Listed entries:
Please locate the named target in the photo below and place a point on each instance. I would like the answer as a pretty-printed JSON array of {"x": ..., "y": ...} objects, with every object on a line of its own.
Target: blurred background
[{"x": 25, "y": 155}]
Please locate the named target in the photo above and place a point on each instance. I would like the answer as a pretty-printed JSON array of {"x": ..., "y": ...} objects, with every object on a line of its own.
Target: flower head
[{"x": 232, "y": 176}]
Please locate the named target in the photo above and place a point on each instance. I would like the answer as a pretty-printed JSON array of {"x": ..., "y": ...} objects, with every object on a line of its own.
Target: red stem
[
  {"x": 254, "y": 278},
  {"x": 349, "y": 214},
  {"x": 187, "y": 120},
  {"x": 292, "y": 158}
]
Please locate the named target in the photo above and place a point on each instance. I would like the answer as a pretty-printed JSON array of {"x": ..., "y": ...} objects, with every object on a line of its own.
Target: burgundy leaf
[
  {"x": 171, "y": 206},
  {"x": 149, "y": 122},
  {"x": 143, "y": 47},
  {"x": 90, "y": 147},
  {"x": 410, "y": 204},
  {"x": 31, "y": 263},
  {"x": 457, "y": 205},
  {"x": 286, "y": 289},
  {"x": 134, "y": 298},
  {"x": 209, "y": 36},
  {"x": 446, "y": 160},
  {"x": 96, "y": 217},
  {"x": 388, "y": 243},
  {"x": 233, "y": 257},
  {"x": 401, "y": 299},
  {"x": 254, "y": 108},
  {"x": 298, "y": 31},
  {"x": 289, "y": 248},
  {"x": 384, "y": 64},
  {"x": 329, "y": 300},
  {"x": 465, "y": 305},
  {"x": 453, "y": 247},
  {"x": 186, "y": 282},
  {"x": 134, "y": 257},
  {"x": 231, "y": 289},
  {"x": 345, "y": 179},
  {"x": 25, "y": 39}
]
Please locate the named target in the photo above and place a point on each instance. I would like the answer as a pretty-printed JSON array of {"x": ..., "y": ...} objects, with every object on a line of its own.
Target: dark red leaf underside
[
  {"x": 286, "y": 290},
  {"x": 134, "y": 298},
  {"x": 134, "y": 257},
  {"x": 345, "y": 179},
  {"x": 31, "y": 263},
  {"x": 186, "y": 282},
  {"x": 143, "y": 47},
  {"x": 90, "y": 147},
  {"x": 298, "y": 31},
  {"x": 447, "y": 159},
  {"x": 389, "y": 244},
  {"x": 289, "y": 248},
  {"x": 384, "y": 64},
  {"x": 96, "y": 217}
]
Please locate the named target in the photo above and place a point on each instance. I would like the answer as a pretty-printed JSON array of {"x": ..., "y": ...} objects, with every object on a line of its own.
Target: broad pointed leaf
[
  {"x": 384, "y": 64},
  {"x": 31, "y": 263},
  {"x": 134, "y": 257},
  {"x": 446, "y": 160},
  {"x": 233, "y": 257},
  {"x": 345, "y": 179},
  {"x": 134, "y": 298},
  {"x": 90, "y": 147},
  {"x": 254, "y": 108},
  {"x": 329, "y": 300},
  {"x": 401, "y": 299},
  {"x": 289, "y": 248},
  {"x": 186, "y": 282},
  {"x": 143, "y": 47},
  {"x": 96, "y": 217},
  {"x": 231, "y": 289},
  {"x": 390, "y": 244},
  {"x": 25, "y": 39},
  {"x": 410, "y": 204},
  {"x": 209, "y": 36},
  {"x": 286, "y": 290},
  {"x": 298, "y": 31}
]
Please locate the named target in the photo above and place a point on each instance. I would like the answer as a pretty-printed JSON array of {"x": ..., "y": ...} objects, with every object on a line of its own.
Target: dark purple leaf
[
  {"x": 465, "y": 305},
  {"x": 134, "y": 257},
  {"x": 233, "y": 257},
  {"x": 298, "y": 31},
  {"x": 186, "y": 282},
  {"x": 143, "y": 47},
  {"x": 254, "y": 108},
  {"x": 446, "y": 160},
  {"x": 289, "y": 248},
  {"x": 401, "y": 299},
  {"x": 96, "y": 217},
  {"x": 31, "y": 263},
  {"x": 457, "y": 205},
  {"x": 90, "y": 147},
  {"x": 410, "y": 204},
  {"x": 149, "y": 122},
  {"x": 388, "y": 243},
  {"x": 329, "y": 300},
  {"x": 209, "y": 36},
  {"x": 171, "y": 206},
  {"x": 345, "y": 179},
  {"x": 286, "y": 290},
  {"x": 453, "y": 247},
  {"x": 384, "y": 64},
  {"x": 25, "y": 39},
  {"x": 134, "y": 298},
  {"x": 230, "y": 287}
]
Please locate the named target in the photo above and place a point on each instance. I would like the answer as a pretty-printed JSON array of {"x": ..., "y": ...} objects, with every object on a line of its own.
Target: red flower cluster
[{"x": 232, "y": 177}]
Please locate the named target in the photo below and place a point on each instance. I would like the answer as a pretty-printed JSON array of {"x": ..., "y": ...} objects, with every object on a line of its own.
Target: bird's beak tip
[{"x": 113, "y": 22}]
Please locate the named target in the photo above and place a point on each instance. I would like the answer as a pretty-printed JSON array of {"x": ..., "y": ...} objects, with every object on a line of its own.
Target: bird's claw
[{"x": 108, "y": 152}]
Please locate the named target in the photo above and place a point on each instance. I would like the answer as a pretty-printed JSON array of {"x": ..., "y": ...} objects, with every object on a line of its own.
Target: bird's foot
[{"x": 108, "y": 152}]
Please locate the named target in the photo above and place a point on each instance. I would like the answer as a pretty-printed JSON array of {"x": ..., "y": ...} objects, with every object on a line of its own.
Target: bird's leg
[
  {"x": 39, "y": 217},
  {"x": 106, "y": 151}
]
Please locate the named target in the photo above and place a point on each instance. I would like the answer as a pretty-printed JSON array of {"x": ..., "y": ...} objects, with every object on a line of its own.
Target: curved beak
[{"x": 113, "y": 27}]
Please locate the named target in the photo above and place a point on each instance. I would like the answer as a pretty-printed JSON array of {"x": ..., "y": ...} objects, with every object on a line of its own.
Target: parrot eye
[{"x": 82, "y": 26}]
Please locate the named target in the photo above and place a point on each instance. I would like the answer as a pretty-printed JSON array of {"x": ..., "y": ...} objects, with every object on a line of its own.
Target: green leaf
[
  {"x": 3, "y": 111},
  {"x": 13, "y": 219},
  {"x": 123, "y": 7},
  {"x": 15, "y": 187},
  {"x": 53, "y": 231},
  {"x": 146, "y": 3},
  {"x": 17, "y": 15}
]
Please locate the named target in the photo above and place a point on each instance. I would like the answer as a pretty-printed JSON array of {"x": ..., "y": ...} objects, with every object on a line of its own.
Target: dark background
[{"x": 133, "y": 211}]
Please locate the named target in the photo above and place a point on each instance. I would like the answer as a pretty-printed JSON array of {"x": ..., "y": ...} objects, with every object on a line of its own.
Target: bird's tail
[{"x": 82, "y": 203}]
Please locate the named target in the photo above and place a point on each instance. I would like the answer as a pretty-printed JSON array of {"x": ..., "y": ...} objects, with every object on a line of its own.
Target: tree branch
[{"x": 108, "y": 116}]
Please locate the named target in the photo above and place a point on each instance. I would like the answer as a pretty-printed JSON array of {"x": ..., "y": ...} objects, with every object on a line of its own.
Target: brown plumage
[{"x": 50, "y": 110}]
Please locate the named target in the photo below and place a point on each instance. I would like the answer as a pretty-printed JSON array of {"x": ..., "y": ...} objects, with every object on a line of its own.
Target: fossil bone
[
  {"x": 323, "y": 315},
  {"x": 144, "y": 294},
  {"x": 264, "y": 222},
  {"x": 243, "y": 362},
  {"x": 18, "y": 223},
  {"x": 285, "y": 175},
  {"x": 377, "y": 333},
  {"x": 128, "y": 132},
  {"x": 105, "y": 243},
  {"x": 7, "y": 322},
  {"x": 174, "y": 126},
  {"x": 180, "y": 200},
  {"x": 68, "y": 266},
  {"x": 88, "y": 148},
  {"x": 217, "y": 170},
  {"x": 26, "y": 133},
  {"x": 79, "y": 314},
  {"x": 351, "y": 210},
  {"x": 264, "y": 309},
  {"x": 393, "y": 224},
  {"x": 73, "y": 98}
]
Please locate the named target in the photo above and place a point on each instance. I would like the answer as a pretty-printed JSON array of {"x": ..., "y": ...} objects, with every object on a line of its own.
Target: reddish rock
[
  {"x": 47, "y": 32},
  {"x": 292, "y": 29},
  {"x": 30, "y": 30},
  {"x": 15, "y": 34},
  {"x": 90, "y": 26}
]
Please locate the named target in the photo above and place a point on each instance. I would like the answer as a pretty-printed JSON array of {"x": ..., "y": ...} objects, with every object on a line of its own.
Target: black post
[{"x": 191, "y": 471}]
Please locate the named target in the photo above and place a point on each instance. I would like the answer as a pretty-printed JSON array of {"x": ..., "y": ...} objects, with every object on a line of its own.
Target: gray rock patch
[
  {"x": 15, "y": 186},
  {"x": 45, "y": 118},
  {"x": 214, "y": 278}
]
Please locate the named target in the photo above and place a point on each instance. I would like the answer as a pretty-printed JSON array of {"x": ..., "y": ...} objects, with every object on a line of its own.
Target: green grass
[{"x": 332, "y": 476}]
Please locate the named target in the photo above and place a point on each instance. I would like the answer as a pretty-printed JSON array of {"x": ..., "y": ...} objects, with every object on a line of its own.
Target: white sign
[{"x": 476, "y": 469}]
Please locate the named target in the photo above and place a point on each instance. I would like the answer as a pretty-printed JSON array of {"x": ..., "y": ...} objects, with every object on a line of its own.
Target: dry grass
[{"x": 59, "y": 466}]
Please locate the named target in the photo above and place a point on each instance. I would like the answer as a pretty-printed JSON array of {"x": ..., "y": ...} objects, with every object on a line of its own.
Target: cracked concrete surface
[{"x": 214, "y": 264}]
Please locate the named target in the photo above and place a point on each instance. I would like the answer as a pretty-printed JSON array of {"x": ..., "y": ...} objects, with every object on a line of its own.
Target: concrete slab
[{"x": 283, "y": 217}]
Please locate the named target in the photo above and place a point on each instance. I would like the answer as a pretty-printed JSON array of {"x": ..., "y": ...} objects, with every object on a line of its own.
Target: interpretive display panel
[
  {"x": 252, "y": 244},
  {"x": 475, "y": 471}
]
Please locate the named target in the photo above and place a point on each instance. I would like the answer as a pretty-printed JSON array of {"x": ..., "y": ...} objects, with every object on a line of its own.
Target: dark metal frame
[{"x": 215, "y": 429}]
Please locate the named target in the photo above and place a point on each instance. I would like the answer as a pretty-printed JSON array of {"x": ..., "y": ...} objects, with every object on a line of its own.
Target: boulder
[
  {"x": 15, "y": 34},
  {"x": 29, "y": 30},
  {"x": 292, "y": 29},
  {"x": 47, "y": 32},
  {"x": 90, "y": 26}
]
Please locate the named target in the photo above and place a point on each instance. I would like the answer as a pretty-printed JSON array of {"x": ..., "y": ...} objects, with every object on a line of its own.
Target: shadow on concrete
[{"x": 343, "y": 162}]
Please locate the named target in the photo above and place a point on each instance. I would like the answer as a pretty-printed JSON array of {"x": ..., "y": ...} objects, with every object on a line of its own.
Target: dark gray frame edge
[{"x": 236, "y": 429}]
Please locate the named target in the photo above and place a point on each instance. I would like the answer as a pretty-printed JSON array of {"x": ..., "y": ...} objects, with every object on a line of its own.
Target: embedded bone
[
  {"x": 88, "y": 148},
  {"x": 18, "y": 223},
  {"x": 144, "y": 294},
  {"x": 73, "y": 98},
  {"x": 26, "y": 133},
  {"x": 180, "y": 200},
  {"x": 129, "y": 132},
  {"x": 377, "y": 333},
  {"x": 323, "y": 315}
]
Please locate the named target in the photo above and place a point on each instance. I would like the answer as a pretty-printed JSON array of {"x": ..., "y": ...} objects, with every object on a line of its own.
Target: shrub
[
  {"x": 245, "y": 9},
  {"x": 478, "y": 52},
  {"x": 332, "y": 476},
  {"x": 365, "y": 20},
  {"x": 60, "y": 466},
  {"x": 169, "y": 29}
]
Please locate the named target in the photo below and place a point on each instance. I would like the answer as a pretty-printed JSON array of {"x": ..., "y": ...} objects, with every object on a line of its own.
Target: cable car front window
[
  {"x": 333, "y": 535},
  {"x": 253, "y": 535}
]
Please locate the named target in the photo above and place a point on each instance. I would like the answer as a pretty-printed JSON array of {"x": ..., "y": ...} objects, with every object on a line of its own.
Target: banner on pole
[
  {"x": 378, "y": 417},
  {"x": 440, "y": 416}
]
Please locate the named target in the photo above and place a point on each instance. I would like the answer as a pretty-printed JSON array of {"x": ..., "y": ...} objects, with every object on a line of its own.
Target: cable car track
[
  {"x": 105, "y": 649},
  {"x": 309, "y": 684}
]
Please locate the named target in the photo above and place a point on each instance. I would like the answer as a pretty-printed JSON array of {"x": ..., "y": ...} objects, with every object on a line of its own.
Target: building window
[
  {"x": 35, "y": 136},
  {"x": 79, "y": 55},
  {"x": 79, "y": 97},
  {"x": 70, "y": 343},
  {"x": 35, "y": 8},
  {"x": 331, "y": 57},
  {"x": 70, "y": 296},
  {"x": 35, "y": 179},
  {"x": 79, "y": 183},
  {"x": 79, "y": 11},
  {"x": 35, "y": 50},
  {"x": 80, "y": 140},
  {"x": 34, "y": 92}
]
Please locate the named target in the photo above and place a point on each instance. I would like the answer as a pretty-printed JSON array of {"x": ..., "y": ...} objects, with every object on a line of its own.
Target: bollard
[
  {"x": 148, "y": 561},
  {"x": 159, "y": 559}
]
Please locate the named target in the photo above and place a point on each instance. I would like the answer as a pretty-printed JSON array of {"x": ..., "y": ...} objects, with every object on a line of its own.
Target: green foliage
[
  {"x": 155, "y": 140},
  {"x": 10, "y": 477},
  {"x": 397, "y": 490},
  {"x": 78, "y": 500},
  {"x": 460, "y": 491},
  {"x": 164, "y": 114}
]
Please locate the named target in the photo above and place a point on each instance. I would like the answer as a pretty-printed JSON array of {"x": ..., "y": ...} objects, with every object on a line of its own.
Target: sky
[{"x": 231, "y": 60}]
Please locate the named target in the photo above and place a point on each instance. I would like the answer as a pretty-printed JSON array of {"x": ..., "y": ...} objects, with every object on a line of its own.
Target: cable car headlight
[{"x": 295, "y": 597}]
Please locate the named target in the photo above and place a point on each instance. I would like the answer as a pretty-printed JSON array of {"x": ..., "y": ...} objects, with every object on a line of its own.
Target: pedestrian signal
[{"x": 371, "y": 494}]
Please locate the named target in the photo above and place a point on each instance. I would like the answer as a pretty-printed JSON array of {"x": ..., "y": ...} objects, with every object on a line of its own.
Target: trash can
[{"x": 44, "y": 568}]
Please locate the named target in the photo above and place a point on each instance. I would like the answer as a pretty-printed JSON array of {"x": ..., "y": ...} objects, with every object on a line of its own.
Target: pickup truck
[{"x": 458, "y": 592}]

Try it: Look for the line that contains "Target: cable car headlight" in the entries above. Set it down, along with all later lines, exactly as written.

Answer to this task:
Target: cable car headlight
[{"x": 295, "y": 597}]
Please locate the named target in the photo above and place a point on each instance. I would like the answer as a pretty-printed JSON array of {"x": ..., "y": ...} objects, with every object on a line of its own.
Target: pedestrian signal
[{"x": 371, "y": 494}]
Please locate the named target in the photo above and place a point on each instance. I would like the answer as a pretty-printed JSON array of {"x": ..., "y": ...} objects, with every object on a line of its own.
Target: trash can
[{"x": 44, "y": 568}]
Please locate the named target in the photo above and place a point on each instance. I would like the answer as a pretty-printed JSON array of {"x": ..., "y": ...} objects, with every object on a line of its own.
Target: pickup truck
[{"x": 458, "y": 592}]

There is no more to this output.